## Tarefa A
Transcreva do texto selecionado o trecho que se inicia nas palavras "Enquanto se fala" e se encerra após as palavras "que existem calculadoras.".
## Tarefa B
Indique se cada afirmação abaixo está de acordo com o texto selecionado, respondendo sim ou não e citando literalmente as palavras do texto que o comprovam: (i) Han afirmou que o Heliograf não apresenta limitações. (ii) O painel tratou de preocupações éticas sobre o uso dessas tecnologias em redações e escolas de jornalismo. (iii) Os especialistas concordaram que, no meio acadêmico, os professores deveriam pensar mais em tarefas que os estudantes não conseguem realizar com ferramentas generativas de IA.
## Tarefa C
Responda, com base no texto selecionado, às perguntas a seguir:
(i) Segundo Han, que tarefa é muito difícil?
(ii) Em quais habilidades os especialistas defendem um treinamento mais significativo?
(iii) Quem continua a ensinar aritmética, embora saiba da existência de calculadoras?

## Texto selecionado

No entanto, Han disse que o Heliograf tem suas limitações. Uma delas é a dificuldade de habilitar a ferramenta como um chatbot de perguntas em formato livre, onde os leitores poderiam fazer perguntas ou solicitar peças de conteúdo. Han disse que compreender a intenção nas perguntas dos usuários é uma tarefa muito difícil, onde o ChatGPT tem sido de grande ajuda. Nesse sentido, disse Han, o ChatGPT veio ao The Washington Post para oferecer o melhor de dois mundos: automação com precisão e fontes confiáveis.
Enquanto se fala em vários países e instituições sobre proibir ferramentas como o ChatGPT, o painel também abordou preocupações éticas sobre o uso de tais tecnologias em redações e escolas de jornalismo. Os especialistas concordaram que, no meio acadêmico, os professores deveriam pensar mais em tarefas que os estudantes não podem completar com ferramentas generativas de IA e, em vez disso, pressionar por um treinamento mais significativo em habilidades como reportagem, redação e edição, assim como os professores da escola primária continuam a ensinar aritmética, embora estejam cientes de que existem calculadoras.

Registros armazenados:
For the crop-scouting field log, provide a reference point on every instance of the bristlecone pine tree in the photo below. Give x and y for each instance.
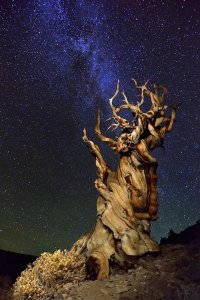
(126, 205)
(127, 201)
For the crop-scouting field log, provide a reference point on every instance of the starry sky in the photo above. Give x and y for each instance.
(60, 62)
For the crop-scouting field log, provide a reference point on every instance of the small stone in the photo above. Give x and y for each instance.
(105, 291)
(68, 286)
(122, 289)
(109, 284)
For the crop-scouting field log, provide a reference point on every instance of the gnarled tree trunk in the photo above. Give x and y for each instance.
(128, 199)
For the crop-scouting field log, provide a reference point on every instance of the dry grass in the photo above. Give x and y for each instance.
(48, 275)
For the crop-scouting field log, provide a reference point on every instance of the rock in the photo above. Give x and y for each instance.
(105, 291)
(68, 286)
(121, 289)
(109, 284)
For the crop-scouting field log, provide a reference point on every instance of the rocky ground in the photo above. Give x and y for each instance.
(173, 274)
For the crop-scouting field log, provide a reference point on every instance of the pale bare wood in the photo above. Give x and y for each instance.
(128, 197)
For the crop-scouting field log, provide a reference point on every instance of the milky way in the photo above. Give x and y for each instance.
(60, 62)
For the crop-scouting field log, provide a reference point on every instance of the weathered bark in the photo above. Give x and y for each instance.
(128, 199)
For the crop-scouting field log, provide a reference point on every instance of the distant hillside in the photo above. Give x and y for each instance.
(187, 236)
(12, 264)
(174, 273)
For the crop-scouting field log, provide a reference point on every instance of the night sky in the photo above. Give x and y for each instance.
(60, 62)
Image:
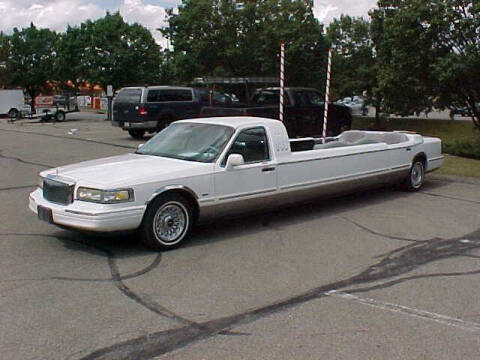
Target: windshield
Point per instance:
(129, 96)
(189, 141)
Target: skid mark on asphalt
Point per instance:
(24, 161)
(18, 187)
(394, 263)
(449, 197)
(392, 237)
(70, 138)
(116, 278)
(408, 311)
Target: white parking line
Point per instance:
(446, 320)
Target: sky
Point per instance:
(57, 14)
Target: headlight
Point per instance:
(40, 182)
(104, 196)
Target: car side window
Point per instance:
(301, 98)
(252, 144)
(315, 98)
(152, 96)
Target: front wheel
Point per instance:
(13, 113)
(167, 221)
(416, 176)
(60, 116)
(136, 134)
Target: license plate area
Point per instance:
(45, 214)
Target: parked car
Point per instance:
(303, 114)
(151, 108)
(12, 102)
(207, 168)
(462, 111)
(356, 104)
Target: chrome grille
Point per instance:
(57, 192)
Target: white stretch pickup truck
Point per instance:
(203, 168)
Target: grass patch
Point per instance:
(458, 137)
(454, 165)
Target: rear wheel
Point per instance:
(167, 222)
(13, 113)
(60, 116)
(416, 176)
(136, 134)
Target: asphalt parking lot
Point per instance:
(383, 274)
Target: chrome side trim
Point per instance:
(204, 201)
(333, 157)
(68, 181)
(247, 194)
(406, 166)
(172, 187)
(330, 180)
(78, 212)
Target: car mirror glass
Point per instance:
(234, 160)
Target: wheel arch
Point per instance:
(182, 190)
(423, 157)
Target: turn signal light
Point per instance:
(142, 111)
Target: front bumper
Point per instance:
(90, 216)
(146, 125)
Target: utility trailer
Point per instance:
(51, 108)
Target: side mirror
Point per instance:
(234, 160)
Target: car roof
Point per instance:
(288, 88)
(156, 87)
(233, 121)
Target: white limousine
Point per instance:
(203, 168)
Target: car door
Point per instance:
(251, 185)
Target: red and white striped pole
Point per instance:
(282, 77)
(327, 91)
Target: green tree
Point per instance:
(428, 54)
(354, 62)
(4, 50)
(228, 38)
(70, 64)
(120, 54)
(31, 58)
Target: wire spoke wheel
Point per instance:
(170, 223)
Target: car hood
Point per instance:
(128, 170)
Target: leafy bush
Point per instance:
(469, 149)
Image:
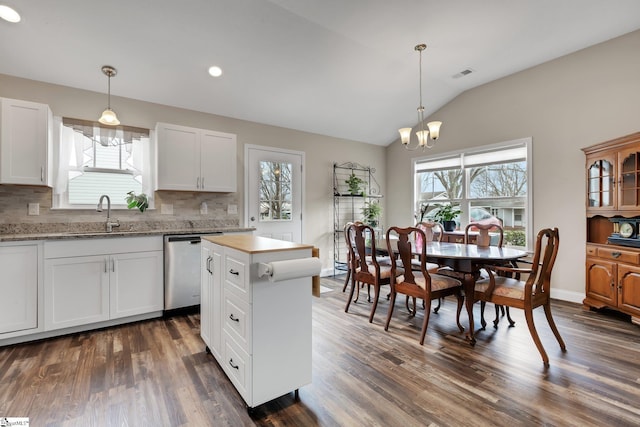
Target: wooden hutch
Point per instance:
(613, 225)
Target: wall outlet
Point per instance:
(34, 209)
(166, 209)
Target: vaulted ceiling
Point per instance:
(343, 68)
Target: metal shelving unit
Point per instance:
(347, 207)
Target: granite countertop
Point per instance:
(92, 230)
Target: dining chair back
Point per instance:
(417, 283)
(535, 291)
(366, 266)
(484, 238)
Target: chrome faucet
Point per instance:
(110, 224)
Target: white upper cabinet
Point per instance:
(191, 159)
(25, 138)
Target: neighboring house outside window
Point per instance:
(492, 184)
(95, 159)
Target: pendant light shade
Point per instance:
(433, 128)
(109, 116)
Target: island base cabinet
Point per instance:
(265, 326)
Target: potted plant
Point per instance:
(354, 182)
(446, 215)
(371, 212)
(139, 201)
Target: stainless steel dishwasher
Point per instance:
(182, 270)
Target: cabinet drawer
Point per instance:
(619, 255)
(235, 272)
(237, 320)
(237, 364)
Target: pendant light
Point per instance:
(109, 116)
(433, 128)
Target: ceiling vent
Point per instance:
(463, 73)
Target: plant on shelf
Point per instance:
(371, 212)
(354, 182)
(139, 201)
(446, 214)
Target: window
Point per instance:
(492, 184)
(94, 160)
(275, 191)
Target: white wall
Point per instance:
(566, 104)
(321, 151)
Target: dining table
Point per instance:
(467, 259)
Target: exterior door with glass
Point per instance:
(273, 192)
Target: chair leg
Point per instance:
(437, 307)
(460, 299)
(376, 290)
(412, 312)
(528, 314)
(346, 280)
(554, 328)
(392, 302)
(512, 323)
(354, 284)
(425, 322)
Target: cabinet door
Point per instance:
(601, 177)
(178, 157)
(206, 279)
(601, 280)
(218, 162)
(76, 291)
(18, 288)
(629, 289)
(24, 141)
(136, 283)
(216, 302)
(629, 174)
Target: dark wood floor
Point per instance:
(156, 373)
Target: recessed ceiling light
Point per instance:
(215, 71)
(9, 14)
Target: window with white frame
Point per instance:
(94, 159)
(491, 184)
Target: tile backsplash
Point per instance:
(186, 209)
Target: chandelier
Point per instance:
(433, 128)
(109, 116)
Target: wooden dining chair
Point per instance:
(529, 294)
(433, 232)
(367, 267)
(417, 284)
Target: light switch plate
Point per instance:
(34, 209)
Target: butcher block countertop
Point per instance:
(255, 244)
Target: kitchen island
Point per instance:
(256, 312)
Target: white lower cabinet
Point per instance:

## Resposta A
Enquanto se fala em vários países e instituições sobre proibir ferramentas como o ChatGPT, o painel também abordou preocupações éticas sobre o uso de tais tecnologias em redações e escolas de jornalismo. Os especialistas concordaram que, no meio acadêmico, os professores deveriam pensar mais em tarefas que os estudantes não podem completar com ferramentas generativas de IA e, em vez disso, pressionar por um treinamento mais significativo em habilidades como reportagem, redação e edição, assim como os professores da escola primária continuam a ensinar aritmética, embora estejam cientes de que existem calculadoras.

## Resposta B
(i) Não: "Han disse que o Heliograf tem suas limitações".
(ii) Sim: "o painel também abordou preocupações éticas sobre o uso de tais tecnologias em redações e escolas de jornalismo".
(iii) Sim: "Os especialistas concordaram que, no meio acadêmico, os professores deveriam pensar mais em tarefas que os estudantes não podem completar com ferramentas generativas de IA".

## Resposta C
(i) Compreender a intenção nas perguntas dos usuários.
(ii) Reportagem, redação e edição.
(iii) Os professores da escola primária.